Fragment dokumentu:
==============================

Agenci CBA przyjechali do siedziby Najwyższej Izby Kontroli z nakazem przeszukania m.in. gabinetu prezesa NIK Mariana Banasia. Wszystko na polecenie Prokuratury Regionalnej w Białymstoku, która prowadzi śledztwo dot. oświadczeń majątkowych szefa NIK. Agenci CBA nie zostali jednak wpuszczeni do biura Mariana Banasia. "Prezes NIK uznał, że nie zostały spełnione konstytucyjne przesłanki. Prezes nadal objęty jest immunitetem, a poza tym pamiętajmy, że w gabinecie prezesa mogą być różnego rodzaju dokumenty objęte różnego rodzaju klauzulami" - wyjaśnił w rozmowie z RMF FM rzecznik NIK Zbigniew Matwiej. Przed godziną 16:00 do siedziby Najwyższej Izby Kontroli dotarł jej prezes Marian Banaś. Przypomnijmy, że rano CBA weszło również do czterech mieszkań należących do Mariana Banasia i jego rodziny.
Z informacji reportera RMF FM Patryka Michalskiego wynika, że agenci nie zostali wpuszczeni do gabinetu prezesa Najwyższej Izby Kontroli. Trwa słowna przepychanka. Opór stawia dyrektor generalny NIK, a także inni pracownicy - wszyscy podkreślają, że nie mogą wpuścić agentów CBA ze względu na tajemnicę oraz immunitet, jaki chroni prezesa Najwyższej Izby Kontroli. Mariana Banasia nie ma w tej chwili w siedzibie NIK.
Pracownicy NIK tłumaczą, że prokuratorski nakaz nie jest wystarczający.
W tej chwili mogę potwierdzić obecność agentów CBA w naszym budynku. Do przeszukania jednak nie doszło, ponieważ prezes NIK uznał, że nie zostały spełnione konstytucyjne przesłanki. Prezes nadal objęty jest immunitetem, a poza tym pamiętajmy, że w gabinecie prezesa mogą być różnego rodzaju dokumenty objęte klauzulami - oświadczył w rozmowie z dziennikarzem RMF FM Markiem Balawajdrem rzecznik NIK Zbigniew Matwiej.

==============================

Dostarczone wiersze:
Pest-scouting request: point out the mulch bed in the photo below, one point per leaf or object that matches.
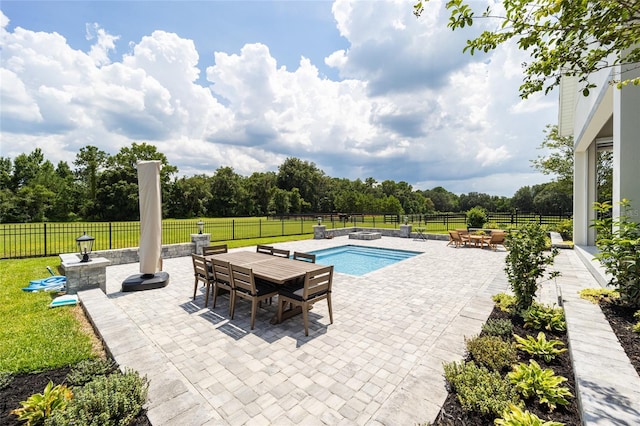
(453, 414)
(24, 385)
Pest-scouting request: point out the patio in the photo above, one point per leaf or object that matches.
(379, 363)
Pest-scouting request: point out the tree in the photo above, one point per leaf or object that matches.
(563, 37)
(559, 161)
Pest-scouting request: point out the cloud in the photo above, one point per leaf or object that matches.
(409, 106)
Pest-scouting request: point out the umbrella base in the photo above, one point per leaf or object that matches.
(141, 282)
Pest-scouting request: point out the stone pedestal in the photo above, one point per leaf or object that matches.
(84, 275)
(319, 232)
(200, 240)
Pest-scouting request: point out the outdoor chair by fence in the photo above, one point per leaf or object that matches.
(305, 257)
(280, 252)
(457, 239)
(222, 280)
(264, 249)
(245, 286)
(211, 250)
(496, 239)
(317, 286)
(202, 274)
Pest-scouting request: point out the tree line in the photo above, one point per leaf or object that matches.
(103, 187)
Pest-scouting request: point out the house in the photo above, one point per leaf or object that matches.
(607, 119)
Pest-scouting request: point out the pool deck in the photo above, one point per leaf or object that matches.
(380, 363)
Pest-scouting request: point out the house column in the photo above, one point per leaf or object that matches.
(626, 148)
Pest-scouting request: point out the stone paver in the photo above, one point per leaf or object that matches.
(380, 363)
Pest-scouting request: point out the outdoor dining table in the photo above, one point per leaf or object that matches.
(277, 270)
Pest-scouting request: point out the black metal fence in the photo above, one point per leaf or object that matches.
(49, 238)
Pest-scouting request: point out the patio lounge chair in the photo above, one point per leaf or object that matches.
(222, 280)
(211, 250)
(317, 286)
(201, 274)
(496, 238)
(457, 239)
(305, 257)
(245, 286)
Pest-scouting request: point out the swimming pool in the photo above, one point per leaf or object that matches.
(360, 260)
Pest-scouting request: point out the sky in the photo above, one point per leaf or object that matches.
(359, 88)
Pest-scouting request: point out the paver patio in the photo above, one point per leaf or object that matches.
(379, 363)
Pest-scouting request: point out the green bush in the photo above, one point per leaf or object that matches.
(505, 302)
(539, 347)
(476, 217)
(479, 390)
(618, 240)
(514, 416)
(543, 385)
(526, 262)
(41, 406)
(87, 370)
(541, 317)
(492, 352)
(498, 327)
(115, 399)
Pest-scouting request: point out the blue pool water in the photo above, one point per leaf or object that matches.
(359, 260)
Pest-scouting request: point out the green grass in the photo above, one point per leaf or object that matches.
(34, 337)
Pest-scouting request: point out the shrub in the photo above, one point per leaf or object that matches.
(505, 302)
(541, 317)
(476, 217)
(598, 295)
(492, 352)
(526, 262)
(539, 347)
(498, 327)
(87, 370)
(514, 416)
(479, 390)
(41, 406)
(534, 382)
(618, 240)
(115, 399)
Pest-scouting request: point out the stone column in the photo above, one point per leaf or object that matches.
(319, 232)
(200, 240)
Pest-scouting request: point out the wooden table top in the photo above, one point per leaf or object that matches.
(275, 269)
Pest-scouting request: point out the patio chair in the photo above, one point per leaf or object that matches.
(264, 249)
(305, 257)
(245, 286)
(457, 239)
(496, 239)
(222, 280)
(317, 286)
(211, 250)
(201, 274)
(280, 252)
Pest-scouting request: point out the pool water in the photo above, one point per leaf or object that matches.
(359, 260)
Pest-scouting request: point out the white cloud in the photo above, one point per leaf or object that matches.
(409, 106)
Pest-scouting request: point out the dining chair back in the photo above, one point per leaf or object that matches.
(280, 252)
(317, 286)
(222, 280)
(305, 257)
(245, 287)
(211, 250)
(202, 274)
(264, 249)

==============================

Polecenia:
(a) Przepisz wiernie fragment tekstu o przeszukaniu w NIK, zaczynając od słów „Z informacji reportera” i kontynuując aż do słów „nie jest wystarczający.”.
(b) Proszę dopisać dalszą część tekstu o przeszukaniu w NIK od miejsca, w którym się kończy.
Wiersze nie mają tu żadnego znaczenia.

Odpowiedzi do ćwiczenia:
(a)
Z informacji reportera RMF FM Patryka Michalskiego wynika, że agenci nie zostali wpuszczeni do gabinetu prezesa Najwyższej Izby Kontroli. Trwa słowna przepychanka. Opór stawia dyrektor generalny NIK, a także inni pracownicy - wszyscy podkreślają, że nie mogą wpuścić agentów CBA ze względu na tajemnicę oraz immunitet, jaki chroni prezesa Najwyższej Izby Kontroli. Mariana Banasia nie ma w tej chwili w siedzibie NIK.
Pracownicy NIK tłumaczą, że prokuratorski nakaz nie jest wystarczający.

(b)
Chodzi o konieczność zachowania tajemnicy kontrolerskiej. Zwolnić z niej może wyłącznie sąd albo prezes NIK. Dlatego prokuratorski nakaz - również według samego Mariana Banasia - nie jest brany pod uwagę.
Przez większość dnia prezes NIK był poza siedzibą Izby, ale jak ustalił nasz reporter Patryk Michalski, w związku z działaniami CBA, dotarł już na miejsce i nie zamierza udostępniać agentom dokumentów ani wpuszczać ich do swojego gabinetu.
Z samego rana Centralne Biuro Antykorupcyjne weszło do nieruchomości Mariana Banasia - także na zlecenie Prokuratury Regionalnej w Białymstoku, która prowadzi śledztwo dotyczące oświadczeń majątkowych szefa NIK.
Chodzi o domy w Krakowie i Warszawie. Agenci pojawili się także w hotelu, w którym przebywał syn Mariana Banasia. Jakub Banaś był obecny przy przeszukaniu.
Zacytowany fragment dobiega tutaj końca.